Print the entries in full, word for word, but not the pictures.

"""

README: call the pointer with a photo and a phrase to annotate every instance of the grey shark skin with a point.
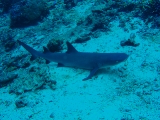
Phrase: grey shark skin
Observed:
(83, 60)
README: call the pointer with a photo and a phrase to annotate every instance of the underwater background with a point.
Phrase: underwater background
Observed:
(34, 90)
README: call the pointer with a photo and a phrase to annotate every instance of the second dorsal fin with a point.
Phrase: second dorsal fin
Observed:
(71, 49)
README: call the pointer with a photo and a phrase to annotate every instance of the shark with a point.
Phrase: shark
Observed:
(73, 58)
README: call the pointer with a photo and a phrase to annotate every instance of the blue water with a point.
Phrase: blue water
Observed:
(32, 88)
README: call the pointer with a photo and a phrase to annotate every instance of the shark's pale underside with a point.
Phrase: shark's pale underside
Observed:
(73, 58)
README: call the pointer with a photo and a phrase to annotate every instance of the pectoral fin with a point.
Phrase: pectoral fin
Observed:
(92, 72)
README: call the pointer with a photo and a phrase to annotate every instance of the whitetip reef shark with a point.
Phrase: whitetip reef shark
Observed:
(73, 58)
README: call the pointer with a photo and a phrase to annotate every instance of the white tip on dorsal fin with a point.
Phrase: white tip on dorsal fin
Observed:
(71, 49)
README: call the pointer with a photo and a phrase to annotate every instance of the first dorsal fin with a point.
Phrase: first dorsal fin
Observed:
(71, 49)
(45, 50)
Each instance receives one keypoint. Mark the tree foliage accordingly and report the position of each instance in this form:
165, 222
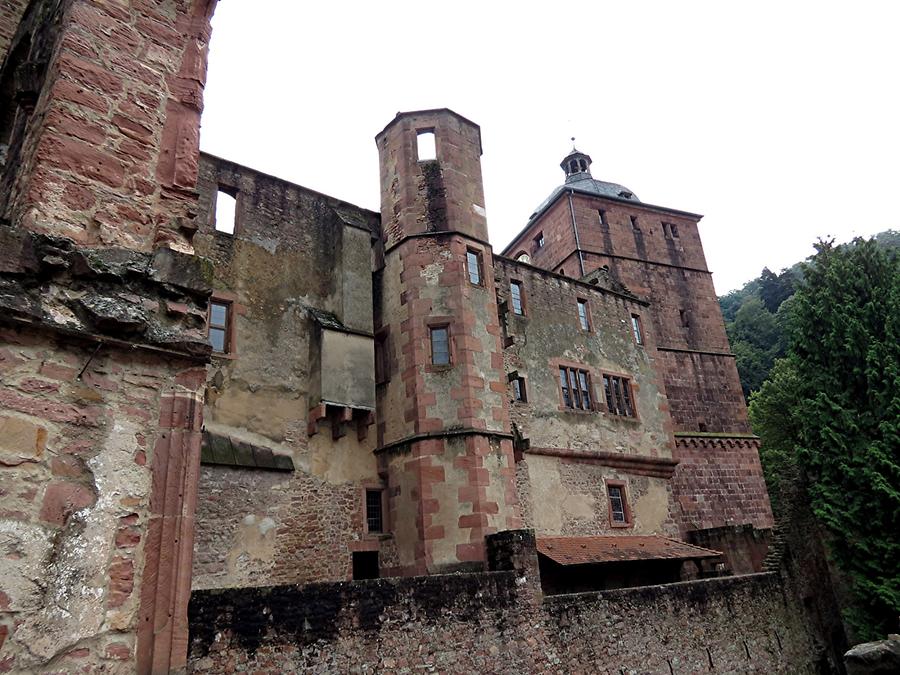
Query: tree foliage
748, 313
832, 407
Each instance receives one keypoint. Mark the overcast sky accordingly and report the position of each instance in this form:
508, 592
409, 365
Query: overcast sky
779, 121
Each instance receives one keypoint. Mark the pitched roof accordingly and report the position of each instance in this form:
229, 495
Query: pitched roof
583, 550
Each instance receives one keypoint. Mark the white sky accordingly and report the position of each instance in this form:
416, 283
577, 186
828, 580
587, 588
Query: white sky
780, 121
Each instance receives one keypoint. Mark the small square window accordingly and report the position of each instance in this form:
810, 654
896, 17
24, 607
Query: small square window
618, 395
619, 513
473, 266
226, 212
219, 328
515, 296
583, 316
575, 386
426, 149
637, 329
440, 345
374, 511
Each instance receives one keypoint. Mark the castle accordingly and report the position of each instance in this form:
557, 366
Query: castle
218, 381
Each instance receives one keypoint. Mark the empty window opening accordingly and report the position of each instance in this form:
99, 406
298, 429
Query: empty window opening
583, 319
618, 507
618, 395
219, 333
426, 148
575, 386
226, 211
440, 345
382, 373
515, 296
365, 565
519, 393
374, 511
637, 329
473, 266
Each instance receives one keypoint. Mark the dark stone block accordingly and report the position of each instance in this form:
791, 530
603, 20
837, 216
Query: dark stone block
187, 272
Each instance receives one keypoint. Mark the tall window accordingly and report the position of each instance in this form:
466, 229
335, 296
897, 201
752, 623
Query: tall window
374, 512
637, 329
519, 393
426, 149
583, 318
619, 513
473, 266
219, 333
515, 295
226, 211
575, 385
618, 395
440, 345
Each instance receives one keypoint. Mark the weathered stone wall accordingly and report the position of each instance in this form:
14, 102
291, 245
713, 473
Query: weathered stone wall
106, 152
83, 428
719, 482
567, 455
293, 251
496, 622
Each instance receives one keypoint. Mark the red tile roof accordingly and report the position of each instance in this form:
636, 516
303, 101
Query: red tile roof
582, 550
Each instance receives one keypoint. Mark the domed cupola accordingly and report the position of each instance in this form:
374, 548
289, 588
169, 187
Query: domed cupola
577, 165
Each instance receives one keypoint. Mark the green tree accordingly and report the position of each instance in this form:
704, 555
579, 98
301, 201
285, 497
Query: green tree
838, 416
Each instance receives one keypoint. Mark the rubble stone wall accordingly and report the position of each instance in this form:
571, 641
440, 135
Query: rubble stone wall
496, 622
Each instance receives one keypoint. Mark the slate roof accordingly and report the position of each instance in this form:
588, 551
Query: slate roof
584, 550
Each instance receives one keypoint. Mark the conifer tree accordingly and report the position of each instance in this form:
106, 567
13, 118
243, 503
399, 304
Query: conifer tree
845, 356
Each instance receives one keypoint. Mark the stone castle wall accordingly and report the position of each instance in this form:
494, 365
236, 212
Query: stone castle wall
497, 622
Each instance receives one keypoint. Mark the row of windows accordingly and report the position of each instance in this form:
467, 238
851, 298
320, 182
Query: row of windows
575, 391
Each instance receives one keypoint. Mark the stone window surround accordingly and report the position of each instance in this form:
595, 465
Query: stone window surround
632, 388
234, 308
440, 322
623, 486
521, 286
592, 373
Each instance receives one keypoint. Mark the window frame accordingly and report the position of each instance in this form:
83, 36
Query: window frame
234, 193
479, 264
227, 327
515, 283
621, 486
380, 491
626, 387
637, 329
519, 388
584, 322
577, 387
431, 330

"""

**Full solution**
README: call the pointer with a photo and a phrase to annotate every instance of the grey shark skin with a point.
Phrase: grey shark skin
Observed:
(83, 60)
README: call the pointer with a photo and a phrase to annotate every instance of the underwater background with a point.
Phrase: underwater background
Observed:
(34, 90)
README: call the pointer with a photo and a phrase to annotate every instance of the second dorsal fin with a point.
Phrase: second dorsal fin
Observed:
(71, 49)
README: call the pointer with a photo and a phrase to annotate every instance of the shark with a point.
Phrase: shark
Observed:
(73, 58)
README: call the pointer with a photo and a phrase to annotate every instance of the blue water with a point.
Phrase: blue water
Observed:
(32, 88)
README: call the pointer with a photo and a phrase to annotate every instance of the shark's pale underside with a point.
Phrase: shark's pale underside
Observed:
(73, 58)
README: call the pointer with a photo and a phrase to annotate every instance of the pectoral fin with a point.
Phrase: pectoral fin
Observed:
(92, 72)
README: call the pointer with a photo and a phrase to annotate every instance of the whitetip reef shark with a point.
Phrase: whitetip reef shark
Observed:
(73, 58)
README: call the pointer with a photo and a phrase to annotate every instance of the white tip on dorsal fin with a point.
Phrase: white tip on dorsal fin
Observed:
(71, 49)
README: call the pointer with a photo and a phrase to annotate every instance of the first dorsal fin with a point.
Phrase: first dorsal fin
Observed:
(71, 49)
(45, 50)
Each instance receives one keypoint. Mark the tree foliage accordingly and report the position of each instance in this form:
165, 222
Query: tree foliage
748, 313
832, 407
Each instance receives one keypoint. Mark the overcast sky accordingly and report the position of each instance in this form:
508, 592
409, 365
Query: overcast sky
779, 121
Each instance receives one keypoint. Mark the pitched roof accordingly and report the position of each instance in this form:
229, 495
Query: pitched roof
583, 550
Each instance receives one keypoint. Mark the white sky accordingly and report the position of each instance in this form:
416, 283
577, 186
828, 580
587, 588
Query: white sky
780, 121
Each instance receives one keypoint. Mark the small square window accordingly and report the position of each instance in this form:
810, 654
896, 17
24, 607
Query: small square window
618, 395
619, 513
473, 266
226, 212
219, 328
515, 296
583, 316
575, 386
426, 149
637, 329
440, 345
374, 511
Each instance receives one keypoint. Mark the castle accordingly and report the position of each instance in this form:
557, 366
Query: castle
218, 381
Each instance receives one keypoint. Mark the empty window opening accordingly and report the position of each instance in this form:
99, 406
298, 429
Query: empty window opening
583, 319
618, 507
618, 395
219, 333
426, 148
575, 386
226, 211
440, 345
382, 373
515, 296
365, 565
519, 393
374, 511
637, 329
473, 266
Each instance receives one keypoint. Mark the dark stone block accordingly and report the position of each instance in this form:
791, 530
603, 20
837, 216
Query: dark stone block
187, 272
Each instance receives one keypoint. Mark the tall window accordingly and report the position of each instance in this form:
466, 229
335, 296
897, 201
752, 623
Query: tall window
374, 512
637, 329
519, 393
426, 149
583, 318
619, 513
473, 266
219, 333
515, 295
226, 211
575, 385
618, 395
440, 345
Each instance receives one keypoint. Mark the weathered stone wall accordingly and report the position of each instance in this form:
14, 102
291, 245
713, 473
Query: weathered stone wall
106, 152
83, 428
719, 482
567, 455
293, 251
496, 622
Each instance receives one keypoint. Mark the red tile roof accordingly and report the position of each instance in this form:
636, 516
303, 101
Query: red tile roof
582, 550
Each instance receives one keypoint. Mark the domed cupola accordingly and report the position of each instance in this form:
374, 548
289, 588
169, 187
Query: domed cupola
577, 165
Each instance receives one keypoint. Mark the green tree accordingly and report the position of each instance in this form:
704, 555
579, 98
301, 201
285, 497
Query: green tree
838, 416
Each instance receives one keypoint. Mark the rubble stone wall accordingly and report the position of each instance in this form:
571, 641
440, 135
Query: rubble stone wall
496, 622
Each instance receives one keypoint. Mark the slate roof accordingly and report the position of each instance in this form:
588, 551
Query: slate roof
584, 550
Each instance receives one keypoint. Mark the conifer tree accordingly and report the position of each instance in this form:
106, 567
13, 118
243, 503
399, 304
Query: conifer tree
845, 356
Each instance receives one keypoint. Mark the stone castle wall accordingly and report the position of each instance in this form:
494, 365
236, 212
Query: stone castle wall
497, 622
Each instance receives one keypoint. Mark the row of windows accordingly and report the position of each instance in this form:
467, 238
851, 298
320, 182
Query: row of windows
575, 391
Each instance receives one keypoint. Mark the stone window surround accordingly and report the position of each instance in this form:
595, 465
Query: stone window surround
632, 388
234, 308
440, 322
623, 486
521, 286
592, 373
Each instance receives one keypoint. Mark the window frame accordingly and report the position of each instance in this form:
83, 36
Query: window frame
234, 193
479, 264
227, 327
515, 283
621, 486
380, 491
626, 387
637, 329
519, 388
584, 322
577, 387
431, 330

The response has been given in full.